Given instruction:
Take the material below and write it all out again exactly.

[Location annotation dataset excerpts]
########

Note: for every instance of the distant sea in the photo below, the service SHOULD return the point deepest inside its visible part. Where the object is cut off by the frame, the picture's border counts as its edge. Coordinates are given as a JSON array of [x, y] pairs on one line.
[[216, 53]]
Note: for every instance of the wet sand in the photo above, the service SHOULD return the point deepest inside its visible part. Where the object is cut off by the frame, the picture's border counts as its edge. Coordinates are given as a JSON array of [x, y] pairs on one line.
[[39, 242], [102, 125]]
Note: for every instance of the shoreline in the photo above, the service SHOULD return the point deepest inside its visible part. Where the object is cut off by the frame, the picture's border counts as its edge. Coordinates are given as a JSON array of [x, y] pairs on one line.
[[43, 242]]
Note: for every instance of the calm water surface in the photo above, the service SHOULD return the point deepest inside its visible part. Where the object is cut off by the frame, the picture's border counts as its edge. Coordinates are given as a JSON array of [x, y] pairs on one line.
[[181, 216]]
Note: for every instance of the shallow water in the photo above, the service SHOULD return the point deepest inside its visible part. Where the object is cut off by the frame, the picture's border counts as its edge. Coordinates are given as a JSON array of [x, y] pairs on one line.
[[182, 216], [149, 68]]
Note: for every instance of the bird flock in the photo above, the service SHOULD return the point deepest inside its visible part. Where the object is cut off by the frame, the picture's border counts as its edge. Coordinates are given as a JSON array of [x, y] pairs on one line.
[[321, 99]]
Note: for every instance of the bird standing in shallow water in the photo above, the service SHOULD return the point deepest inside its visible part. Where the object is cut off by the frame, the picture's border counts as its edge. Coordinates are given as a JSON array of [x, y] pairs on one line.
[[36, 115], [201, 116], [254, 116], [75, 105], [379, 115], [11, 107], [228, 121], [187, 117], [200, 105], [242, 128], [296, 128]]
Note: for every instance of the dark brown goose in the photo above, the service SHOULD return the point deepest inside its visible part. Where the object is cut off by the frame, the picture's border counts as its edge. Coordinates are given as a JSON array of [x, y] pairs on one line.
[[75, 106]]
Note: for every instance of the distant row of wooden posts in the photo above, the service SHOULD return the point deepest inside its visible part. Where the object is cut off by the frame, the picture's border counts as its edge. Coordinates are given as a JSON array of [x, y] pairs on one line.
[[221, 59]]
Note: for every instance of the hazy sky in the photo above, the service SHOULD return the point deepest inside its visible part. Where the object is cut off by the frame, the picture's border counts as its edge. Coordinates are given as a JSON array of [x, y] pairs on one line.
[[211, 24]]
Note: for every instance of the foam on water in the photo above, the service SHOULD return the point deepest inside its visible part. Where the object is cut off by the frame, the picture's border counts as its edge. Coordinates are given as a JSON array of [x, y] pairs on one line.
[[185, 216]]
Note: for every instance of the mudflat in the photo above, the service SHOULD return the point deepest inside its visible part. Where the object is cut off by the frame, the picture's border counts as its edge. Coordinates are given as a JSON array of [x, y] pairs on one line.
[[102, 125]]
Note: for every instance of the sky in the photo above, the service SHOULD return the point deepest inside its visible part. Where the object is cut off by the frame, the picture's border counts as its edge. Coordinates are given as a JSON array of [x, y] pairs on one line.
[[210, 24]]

########

Written answer:
Note: for every instance of the distant sea in the photo below, the service SHOULD return the point deepest inside its visible part. Where the object is cut off by the frame, the picture's border counts as its edge. Coordinates are given as a JSON array of [x, y] pairs on one line.
[[216, 53]]
Note: for every instance of the wet sand in the photo above, the service SHOULD return the point deepest inside its visible part. Where the object is cut off by the frame, the picture's border counts as its edge. Coordinates are given as a JSON array of [x, y] pairs on one line.
[[39, 242], [102, 125]]
Note: for every instance of the shoreline in the photo above, the service SHOULD return the point deepest inside its visible part. Where the object is cut off by the frame, the picture's border counts as its edge. Coordinates are given as a JSON array of [x, y] pairs on one line.
[[43, 242]]
Note: for every instance of the calm water surface in the photo above, the service SHOULD return the point deepest inside its visible part. Where the object is cut off by the frame, the picture's border counts as its edge. Coordinates are given as a JSON array of [x, y] pairs on one line.
[[181, 216]]
Note: for every instance of the shallow water in the photo above, the service SHOULD return the point deepest inside its visible part. Where the object is cut off by the frame, the picture's border counts as its edge. Coordinates are given as a JSON array of [x, y] pairs on one line.
[[182, 216], [149, 68]]
Note: for every instance of the bird flock in the photo above, the service SHOULD return the point deepest inside its visible part. Where the object is cut off by the frame, the picture's border counts as its edge. Coordinates are given as a JSON array of [x, y] pairs on one line.
[[321, 99]]
Note: for every instance of the bird standing in shallow water in the photo above, the service SHOULD return the point deepest inside its visible part. Where the object is cut off by the frame, the picture's border counts as its edge. Coordinates are given as a JSON array of [x, y] pairs on one line.
[[36, 115], [201, 116], [254, 116], [75, 105], [379, 115], [11, 107], [228, 121], [187, 117], [200, 105], [242, 128], [296, 128]]
Note: for every instance of the dark brown goose in the photo above, the service SHOULD return the point deepest inside its visible part. Where the object is cut off by the frame, the picture's border counts as its edge. Coordinates are given as a JSON array of [x, y] pairs on one line.
[[75, 106]]
Note: for every instance of the distant row of wooden posts in the photo above, the service SHOULD return the point deepest inside its visible part. Where the object is cut off by the frame, the picture's border counts as its edge. Coordinates are given as a JSON array of [x, y] pairs on one line.
[[221, 59]]
Note: for every instance of the hazy sky in the photo above, the service SHOULD return the point deepest inside its visible part. Where the object is cut off by the frame, the picture's border counts as its edge. Coordinates are given as a JSON array of [x, y] pairs on one line.
[[211, 24]]
Note: for every instance of the foam on water in the photo above, the service SHOULD return the point deepest inside its visible part. Where the object is cut off by the frame, the picture's border counts as its edge. Coordinates are given as a JSON array of [x, y] pairs on one line.
[[185, 216]]
Note: for every instance of the mudflat in the photo above, the service SHOULD return the point deepest inside its visible part. Where the object is cut off by the frame, the picture's border counts as its edge. Coordinates are given as a JSON array of [x, y] pairs on one line.
[[102, 125]]
Note: for every instance of the sky in the photo above, the service SHOULD return the point deepest inside its visible part. Where the object is cut off by the frame, the picture's border counts as its edge. Coordinates are given as a JSON array of [x, y] pairs on one line.
[[210, 24]]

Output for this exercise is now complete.